▶ WHAT IS BEING ASKED:
List each line in the listing below that contains the string "surface", copying every such line in full. Matching is case-sensitive.

▶ PROVIDED DATA:
START
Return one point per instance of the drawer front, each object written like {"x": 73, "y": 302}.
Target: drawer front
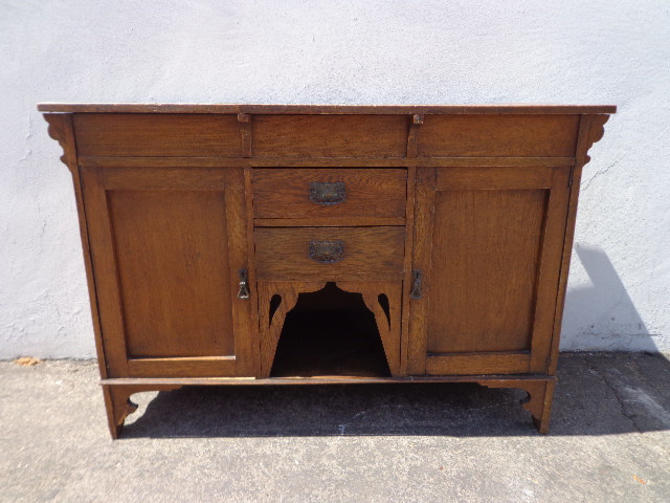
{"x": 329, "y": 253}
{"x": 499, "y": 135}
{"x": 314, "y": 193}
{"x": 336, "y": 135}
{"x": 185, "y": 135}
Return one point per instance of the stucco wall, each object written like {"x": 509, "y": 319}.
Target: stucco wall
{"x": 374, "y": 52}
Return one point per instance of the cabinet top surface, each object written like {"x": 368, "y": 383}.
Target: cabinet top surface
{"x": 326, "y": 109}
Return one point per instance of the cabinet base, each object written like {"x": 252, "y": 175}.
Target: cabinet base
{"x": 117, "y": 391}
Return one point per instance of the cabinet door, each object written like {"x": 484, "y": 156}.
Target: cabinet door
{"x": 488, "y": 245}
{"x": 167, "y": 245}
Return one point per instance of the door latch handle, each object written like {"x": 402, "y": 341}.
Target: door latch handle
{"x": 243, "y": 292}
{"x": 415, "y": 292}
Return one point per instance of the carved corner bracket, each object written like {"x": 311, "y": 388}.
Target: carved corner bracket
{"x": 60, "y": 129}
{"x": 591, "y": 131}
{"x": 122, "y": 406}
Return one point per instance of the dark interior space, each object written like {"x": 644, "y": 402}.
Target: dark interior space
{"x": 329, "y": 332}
END
START
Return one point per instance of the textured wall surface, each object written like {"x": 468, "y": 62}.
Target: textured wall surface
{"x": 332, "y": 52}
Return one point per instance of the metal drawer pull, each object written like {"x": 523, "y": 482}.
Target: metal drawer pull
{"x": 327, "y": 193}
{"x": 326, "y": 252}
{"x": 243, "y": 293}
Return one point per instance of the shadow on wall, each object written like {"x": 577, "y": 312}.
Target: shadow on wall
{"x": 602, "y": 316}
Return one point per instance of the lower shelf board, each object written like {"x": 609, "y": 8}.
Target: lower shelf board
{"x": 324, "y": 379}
END
START
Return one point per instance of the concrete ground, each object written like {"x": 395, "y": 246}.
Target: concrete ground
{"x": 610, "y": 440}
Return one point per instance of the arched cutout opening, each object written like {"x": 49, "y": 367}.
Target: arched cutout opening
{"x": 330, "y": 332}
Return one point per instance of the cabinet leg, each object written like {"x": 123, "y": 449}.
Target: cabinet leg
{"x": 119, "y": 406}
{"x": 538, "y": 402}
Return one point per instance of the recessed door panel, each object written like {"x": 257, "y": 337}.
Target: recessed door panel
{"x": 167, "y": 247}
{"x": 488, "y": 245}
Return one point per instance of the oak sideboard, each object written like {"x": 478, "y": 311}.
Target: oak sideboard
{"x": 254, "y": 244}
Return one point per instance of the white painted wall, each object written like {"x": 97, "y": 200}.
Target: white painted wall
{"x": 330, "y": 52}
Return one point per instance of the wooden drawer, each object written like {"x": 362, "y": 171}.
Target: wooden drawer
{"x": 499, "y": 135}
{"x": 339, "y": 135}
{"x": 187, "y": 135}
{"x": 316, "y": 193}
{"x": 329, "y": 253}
END
▶ SOLVED EXERCISE:
Return one point per instance of the cabinet top surface, each object written like {"x": 368, "y": 383}.
Target: cabinet top surface
Return one point per instance of the textured wall surface, each object written like {"x": 468, "y": 62}.
Target: textured wall surface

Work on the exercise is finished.